Instructions to follow: Transcribe, word for word and without additions, each line below from the one containing "pixel 161 151" through the one containing "pixel 183 44", both ends included.
== Record excerpts ==
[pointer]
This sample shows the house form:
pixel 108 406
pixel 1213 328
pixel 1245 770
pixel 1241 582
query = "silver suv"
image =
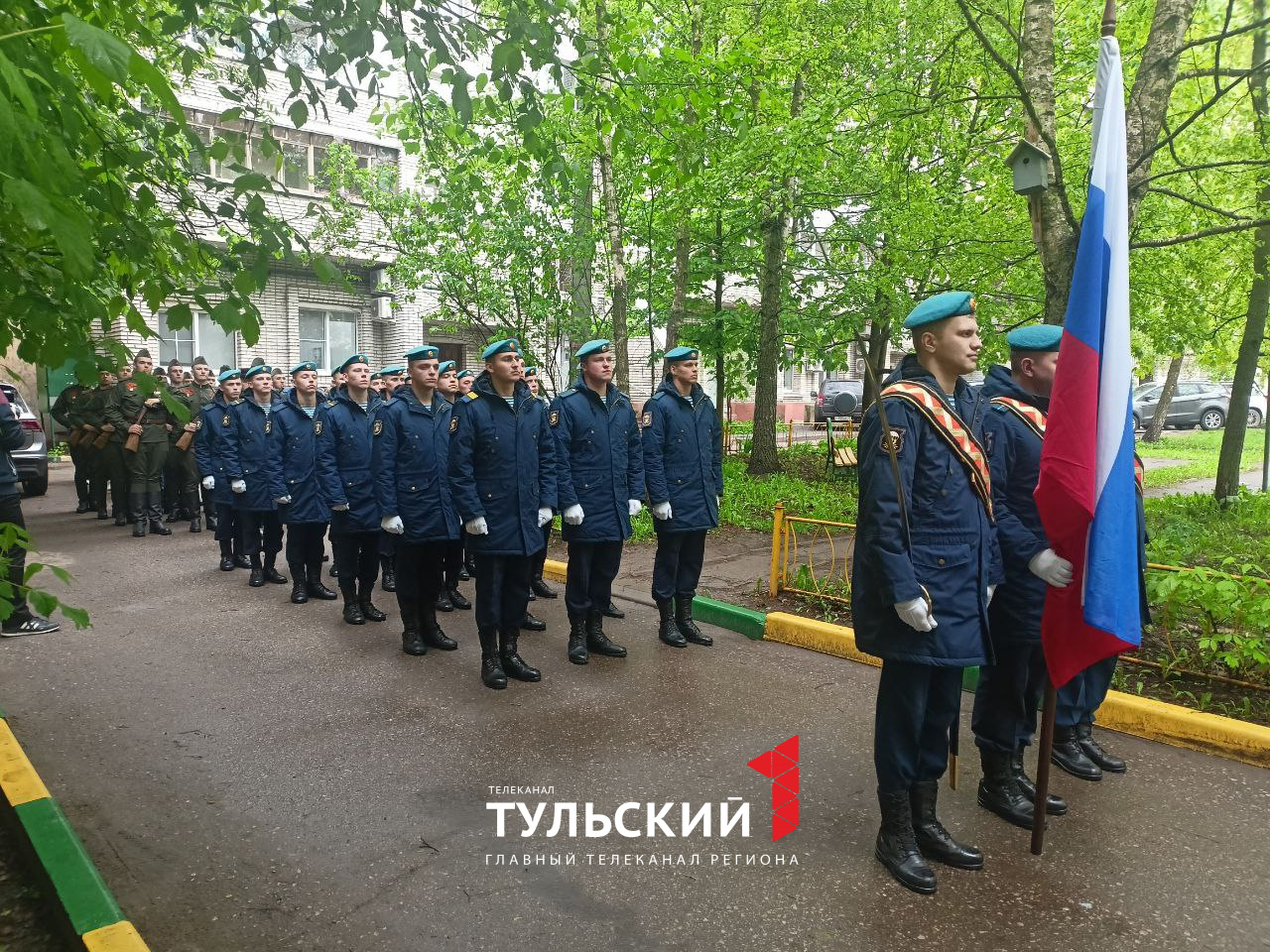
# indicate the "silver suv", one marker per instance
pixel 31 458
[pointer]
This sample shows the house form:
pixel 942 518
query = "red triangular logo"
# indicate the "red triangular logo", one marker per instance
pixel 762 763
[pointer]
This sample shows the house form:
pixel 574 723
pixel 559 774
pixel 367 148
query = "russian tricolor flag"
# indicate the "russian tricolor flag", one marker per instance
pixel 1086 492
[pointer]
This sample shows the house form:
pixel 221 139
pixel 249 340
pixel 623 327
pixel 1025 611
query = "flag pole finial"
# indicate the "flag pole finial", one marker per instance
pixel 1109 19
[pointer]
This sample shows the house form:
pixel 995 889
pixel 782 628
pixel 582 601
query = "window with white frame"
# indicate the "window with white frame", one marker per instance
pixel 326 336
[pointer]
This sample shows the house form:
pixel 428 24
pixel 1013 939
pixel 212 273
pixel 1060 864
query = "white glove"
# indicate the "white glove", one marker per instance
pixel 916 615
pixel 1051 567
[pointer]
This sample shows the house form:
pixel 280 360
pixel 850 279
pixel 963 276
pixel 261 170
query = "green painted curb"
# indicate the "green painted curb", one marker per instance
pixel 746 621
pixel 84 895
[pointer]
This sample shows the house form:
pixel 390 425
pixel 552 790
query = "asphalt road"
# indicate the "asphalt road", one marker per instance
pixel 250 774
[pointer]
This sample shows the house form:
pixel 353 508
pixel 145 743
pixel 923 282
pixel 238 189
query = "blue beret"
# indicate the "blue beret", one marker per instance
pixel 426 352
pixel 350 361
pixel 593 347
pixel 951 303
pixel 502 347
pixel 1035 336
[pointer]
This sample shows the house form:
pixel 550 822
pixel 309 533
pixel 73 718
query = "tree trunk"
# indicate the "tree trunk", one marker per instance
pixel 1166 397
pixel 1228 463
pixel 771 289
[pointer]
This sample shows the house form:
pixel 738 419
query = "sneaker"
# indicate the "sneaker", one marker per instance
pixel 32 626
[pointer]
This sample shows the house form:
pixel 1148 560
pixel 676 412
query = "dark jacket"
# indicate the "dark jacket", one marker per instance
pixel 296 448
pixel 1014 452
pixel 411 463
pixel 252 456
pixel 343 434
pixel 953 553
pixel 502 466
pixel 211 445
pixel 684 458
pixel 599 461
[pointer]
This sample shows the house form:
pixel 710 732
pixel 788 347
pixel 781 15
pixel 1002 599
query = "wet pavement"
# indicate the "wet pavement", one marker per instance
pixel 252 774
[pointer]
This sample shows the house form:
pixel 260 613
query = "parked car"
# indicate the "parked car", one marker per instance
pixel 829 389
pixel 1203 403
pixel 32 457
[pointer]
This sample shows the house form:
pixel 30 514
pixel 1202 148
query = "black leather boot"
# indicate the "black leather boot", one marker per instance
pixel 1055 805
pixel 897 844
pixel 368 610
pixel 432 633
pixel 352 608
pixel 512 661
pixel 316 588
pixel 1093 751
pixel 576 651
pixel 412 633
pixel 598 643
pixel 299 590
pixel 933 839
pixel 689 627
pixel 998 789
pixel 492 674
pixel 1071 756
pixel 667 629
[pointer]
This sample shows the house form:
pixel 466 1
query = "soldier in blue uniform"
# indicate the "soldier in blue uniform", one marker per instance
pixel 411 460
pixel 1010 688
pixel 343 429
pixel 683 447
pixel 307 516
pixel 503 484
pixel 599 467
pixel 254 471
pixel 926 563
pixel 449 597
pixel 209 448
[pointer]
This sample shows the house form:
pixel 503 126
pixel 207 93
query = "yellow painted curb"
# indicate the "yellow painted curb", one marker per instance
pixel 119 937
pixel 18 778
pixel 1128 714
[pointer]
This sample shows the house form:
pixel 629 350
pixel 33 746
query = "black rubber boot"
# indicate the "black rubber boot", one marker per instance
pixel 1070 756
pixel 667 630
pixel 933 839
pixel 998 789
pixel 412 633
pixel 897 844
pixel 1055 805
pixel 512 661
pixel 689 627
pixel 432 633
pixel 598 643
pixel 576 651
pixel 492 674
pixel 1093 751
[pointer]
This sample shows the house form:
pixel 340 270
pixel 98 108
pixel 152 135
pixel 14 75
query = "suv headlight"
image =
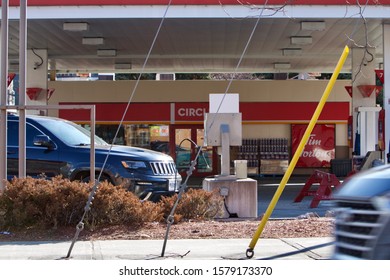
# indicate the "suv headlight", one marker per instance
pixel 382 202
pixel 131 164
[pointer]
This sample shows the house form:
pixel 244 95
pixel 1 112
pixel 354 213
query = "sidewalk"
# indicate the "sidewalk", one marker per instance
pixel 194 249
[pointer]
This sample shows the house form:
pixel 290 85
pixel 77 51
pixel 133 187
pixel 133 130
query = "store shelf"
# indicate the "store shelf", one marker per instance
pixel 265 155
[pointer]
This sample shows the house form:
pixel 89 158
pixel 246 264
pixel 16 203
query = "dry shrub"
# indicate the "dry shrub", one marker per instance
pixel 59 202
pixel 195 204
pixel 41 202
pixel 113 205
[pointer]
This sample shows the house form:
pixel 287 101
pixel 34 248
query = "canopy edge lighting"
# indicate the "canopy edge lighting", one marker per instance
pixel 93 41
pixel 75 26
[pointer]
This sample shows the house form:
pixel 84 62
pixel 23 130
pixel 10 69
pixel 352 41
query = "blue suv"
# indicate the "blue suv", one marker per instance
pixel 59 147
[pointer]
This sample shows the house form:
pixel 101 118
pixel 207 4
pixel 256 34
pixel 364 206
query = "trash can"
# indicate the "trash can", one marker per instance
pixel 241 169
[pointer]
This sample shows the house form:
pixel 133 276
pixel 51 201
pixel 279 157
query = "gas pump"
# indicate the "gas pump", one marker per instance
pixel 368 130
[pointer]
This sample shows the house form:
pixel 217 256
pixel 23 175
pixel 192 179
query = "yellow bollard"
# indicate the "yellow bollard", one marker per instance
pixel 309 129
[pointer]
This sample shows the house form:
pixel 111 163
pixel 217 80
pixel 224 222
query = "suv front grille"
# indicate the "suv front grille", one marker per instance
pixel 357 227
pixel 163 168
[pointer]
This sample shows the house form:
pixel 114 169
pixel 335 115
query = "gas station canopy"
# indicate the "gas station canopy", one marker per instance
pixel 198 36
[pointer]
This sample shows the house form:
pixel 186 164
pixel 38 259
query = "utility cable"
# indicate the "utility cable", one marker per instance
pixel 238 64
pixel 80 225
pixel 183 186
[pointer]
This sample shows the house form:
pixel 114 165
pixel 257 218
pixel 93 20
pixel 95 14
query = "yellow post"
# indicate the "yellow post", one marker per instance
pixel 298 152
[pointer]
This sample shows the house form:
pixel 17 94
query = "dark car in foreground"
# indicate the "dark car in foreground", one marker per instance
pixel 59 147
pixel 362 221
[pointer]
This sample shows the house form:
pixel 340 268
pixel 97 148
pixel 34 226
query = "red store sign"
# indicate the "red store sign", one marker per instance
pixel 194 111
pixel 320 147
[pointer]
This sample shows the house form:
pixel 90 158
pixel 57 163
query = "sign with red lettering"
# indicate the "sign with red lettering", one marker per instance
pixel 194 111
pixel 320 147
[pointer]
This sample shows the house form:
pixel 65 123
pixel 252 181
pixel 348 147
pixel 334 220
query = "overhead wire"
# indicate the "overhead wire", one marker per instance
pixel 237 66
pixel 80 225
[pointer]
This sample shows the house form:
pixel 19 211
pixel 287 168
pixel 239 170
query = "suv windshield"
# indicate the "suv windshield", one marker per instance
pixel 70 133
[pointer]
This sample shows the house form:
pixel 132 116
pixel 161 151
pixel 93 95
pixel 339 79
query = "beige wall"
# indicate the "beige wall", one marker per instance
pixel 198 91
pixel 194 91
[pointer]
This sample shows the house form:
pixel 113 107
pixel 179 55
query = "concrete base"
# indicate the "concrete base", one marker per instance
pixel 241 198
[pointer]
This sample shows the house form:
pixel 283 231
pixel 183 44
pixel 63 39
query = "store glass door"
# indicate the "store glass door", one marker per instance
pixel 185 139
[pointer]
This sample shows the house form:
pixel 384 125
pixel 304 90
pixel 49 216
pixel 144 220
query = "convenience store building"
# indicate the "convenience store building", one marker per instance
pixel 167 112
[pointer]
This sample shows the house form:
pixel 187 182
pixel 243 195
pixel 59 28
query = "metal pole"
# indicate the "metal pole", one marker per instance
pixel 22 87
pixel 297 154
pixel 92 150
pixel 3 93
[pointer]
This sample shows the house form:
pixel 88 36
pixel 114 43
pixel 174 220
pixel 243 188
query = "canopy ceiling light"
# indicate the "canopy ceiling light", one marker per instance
===
Task answer:
pixel 161 151
pixel 93 95
pixel 339 79
query = "beige wall"
# indicate the "beige wall", one marker per instance
pixel 198 91
pixel 194 91
[pointer]
This sample shows the house form:
pixel 113 107
pixel 179 55
query = "concrete base"
# indicate the "concrete base", one marker per instance
pixel 241 198
[pointer]
This sample shows the house form:
pixel 283 231
pixel 183 44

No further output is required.